§ **Task objective**
Your result will be the set of lines with "grass", copied from the material below.

§ **Records to process**
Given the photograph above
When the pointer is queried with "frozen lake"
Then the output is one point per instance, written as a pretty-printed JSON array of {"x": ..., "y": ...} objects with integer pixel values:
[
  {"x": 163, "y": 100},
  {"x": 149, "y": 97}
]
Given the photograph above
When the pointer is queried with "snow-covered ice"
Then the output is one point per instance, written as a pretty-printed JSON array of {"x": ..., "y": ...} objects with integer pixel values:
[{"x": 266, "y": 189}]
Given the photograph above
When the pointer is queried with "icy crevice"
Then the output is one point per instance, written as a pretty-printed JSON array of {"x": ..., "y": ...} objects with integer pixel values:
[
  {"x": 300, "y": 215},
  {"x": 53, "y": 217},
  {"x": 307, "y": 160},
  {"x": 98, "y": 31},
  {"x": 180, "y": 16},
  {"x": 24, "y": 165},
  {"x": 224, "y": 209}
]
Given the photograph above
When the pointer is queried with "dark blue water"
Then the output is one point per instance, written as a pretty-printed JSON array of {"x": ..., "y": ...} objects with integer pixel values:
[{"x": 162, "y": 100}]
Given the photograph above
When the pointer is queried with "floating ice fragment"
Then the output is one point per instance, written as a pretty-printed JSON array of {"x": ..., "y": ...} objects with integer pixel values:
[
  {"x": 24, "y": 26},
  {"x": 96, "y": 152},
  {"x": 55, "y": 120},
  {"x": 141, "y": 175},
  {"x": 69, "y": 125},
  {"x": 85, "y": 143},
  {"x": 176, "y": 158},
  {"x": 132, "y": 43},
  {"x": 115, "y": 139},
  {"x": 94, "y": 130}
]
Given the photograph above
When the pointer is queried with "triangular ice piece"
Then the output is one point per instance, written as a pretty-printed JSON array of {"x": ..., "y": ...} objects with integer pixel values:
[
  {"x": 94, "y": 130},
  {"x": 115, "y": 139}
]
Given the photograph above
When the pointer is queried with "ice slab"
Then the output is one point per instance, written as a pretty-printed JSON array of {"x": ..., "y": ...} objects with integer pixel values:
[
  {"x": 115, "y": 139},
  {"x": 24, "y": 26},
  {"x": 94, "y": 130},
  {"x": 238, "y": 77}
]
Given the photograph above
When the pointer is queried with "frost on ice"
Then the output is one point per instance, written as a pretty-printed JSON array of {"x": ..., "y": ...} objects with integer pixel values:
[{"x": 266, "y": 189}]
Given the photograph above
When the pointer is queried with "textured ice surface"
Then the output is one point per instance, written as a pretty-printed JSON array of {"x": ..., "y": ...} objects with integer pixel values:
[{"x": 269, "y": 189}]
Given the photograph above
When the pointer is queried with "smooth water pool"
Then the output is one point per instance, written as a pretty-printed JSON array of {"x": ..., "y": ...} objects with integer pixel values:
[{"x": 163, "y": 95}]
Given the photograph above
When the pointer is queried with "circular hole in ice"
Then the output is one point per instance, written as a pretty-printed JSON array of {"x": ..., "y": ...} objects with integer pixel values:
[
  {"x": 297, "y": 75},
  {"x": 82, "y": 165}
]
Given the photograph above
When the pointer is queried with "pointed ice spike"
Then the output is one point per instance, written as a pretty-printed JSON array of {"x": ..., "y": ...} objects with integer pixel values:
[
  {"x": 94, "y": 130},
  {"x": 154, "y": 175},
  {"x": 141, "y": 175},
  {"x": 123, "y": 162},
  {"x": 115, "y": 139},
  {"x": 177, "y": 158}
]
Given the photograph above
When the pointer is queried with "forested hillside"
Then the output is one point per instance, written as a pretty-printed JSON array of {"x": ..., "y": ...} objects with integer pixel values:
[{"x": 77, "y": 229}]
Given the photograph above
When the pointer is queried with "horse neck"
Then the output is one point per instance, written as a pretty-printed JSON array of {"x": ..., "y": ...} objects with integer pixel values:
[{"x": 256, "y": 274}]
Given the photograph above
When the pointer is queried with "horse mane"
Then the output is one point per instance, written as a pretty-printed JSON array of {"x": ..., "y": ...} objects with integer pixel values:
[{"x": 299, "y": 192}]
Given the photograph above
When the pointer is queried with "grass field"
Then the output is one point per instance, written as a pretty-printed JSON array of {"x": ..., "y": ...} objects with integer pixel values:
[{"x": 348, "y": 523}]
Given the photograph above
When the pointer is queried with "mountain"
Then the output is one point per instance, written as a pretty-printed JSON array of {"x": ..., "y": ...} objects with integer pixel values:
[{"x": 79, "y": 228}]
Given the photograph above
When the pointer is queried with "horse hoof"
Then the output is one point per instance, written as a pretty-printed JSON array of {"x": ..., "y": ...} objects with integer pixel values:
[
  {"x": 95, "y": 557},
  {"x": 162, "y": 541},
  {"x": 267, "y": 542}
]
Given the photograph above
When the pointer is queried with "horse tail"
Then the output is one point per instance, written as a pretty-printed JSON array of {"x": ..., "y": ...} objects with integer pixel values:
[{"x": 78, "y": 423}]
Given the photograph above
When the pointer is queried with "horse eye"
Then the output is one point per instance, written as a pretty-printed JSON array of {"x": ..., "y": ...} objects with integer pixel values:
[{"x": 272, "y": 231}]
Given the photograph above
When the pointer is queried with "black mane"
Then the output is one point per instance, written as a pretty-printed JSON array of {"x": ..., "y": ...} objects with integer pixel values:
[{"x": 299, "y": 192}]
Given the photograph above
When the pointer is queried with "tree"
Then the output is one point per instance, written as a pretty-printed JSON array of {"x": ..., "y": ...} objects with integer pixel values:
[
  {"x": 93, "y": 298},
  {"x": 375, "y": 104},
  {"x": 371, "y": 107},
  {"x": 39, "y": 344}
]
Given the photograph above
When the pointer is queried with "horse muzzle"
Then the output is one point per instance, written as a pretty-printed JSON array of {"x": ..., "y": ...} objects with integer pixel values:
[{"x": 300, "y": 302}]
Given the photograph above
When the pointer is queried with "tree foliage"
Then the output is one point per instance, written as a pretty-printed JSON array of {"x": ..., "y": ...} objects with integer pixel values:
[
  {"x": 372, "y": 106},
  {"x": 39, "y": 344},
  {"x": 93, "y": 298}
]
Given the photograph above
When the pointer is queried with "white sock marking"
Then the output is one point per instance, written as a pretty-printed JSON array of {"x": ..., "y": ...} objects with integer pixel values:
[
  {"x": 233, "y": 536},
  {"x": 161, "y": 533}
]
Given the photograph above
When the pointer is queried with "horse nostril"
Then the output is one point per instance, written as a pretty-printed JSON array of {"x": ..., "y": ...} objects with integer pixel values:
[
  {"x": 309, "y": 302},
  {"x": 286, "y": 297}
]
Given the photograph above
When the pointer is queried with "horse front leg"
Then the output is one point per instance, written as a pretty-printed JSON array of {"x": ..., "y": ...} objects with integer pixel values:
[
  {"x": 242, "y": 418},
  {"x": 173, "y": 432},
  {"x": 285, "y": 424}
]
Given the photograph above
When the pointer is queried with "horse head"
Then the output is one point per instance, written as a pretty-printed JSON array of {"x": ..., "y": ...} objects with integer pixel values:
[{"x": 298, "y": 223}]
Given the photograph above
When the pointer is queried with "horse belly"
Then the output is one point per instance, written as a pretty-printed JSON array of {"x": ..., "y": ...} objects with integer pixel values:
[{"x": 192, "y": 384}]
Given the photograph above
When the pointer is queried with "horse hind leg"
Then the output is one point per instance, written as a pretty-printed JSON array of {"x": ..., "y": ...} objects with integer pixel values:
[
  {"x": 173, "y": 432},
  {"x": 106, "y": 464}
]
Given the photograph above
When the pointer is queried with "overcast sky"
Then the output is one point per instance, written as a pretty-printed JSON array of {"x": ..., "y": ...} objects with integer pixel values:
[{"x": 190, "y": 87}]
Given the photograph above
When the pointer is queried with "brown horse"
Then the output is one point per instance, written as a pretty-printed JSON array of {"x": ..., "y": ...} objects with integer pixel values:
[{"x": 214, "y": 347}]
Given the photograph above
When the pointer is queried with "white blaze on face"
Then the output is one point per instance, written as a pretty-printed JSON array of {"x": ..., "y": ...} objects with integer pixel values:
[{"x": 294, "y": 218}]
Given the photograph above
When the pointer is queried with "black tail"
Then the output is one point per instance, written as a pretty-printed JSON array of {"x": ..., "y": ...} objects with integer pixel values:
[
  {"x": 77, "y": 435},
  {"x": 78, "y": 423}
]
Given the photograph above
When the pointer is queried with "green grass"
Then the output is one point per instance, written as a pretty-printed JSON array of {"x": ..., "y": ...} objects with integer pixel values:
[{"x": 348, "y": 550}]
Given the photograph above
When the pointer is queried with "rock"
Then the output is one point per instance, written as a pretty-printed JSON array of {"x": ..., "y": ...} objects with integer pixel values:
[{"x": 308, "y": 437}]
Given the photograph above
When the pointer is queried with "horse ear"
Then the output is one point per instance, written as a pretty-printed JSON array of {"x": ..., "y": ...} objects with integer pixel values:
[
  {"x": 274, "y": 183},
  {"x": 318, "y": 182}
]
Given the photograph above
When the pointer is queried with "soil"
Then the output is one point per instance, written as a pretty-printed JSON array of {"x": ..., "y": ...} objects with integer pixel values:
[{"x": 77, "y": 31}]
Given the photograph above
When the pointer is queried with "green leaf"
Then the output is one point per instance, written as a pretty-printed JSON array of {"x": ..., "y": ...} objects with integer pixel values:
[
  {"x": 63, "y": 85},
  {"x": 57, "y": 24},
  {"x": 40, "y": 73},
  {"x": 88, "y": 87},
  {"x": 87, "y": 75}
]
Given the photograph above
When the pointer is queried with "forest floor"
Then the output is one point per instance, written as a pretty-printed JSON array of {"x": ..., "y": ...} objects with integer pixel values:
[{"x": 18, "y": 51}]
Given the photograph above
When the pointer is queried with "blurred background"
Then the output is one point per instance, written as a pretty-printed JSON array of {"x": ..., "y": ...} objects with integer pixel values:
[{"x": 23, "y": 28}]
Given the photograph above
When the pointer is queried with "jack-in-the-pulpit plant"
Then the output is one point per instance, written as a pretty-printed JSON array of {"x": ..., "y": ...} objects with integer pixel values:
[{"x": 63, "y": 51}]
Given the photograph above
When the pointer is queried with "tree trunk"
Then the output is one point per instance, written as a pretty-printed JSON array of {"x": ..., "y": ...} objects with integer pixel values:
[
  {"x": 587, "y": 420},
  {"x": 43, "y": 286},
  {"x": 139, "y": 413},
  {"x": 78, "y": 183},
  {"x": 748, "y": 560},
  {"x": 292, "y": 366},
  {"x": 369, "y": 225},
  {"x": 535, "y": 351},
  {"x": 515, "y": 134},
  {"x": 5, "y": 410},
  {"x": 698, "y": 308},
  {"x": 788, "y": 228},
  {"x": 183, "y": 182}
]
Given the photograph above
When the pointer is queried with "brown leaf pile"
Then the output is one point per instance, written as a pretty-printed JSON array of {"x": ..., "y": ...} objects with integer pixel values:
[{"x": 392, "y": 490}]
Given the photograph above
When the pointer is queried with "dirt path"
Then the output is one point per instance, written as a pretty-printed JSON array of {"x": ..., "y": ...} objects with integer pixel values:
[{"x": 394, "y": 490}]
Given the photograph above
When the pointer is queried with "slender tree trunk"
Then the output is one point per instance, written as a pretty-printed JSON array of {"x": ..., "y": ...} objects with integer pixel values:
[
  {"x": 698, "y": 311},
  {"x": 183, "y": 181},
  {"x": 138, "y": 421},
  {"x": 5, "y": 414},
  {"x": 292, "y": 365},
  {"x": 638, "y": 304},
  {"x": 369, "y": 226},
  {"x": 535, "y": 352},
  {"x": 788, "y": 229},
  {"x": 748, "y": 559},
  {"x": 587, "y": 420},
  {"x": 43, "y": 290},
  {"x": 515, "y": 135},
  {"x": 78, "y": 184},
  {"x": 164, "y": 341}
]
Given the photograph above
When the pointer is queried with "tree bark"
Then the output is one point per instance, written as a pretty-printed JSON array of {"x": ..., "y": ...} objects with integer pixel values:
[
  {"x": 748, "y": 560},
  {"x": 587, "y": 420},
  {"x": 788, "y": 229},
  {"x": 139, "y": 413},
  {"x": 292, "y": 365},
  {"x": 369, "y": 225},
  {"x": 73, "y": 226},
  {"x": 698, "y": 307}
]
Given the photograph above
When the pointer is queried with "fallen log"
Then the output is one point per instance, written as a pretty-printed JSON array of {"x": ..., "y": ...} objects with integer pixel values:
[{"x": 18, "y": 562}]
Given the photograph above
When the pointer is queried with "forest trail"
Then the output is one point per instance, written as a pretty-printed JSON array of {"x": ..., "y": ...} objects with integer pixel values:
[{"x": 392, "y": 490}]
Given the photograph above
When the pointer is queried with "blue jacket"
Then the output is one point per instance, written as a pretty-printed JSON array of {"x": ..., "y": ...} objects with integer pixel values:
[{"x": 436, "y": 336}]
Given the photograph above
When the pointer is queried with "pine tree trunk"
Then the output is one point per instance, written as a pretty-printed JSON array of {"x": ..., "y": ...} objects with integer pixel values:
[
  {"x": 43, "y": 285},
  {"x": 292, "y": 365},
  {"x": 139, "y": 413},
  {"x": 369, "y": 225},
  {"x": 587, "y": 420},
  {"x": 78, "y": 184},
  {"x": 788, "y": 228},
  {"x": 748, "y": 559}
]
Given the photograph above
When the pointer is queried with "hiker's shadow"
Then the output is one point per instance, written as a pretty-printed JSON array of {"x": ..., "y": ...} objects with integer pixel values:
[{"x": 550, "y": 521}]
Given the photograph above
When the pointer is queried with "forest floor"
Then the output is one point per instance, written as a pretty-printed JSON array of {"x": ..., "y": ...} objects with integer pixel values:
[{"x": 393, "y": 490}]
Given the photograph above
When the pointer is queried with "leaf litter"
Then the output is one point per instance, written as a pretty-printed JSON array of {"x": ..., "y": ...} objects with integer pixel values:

§ **The answer**
When the pointer is queried with "grass field"
When the pointer is queried with "green grass"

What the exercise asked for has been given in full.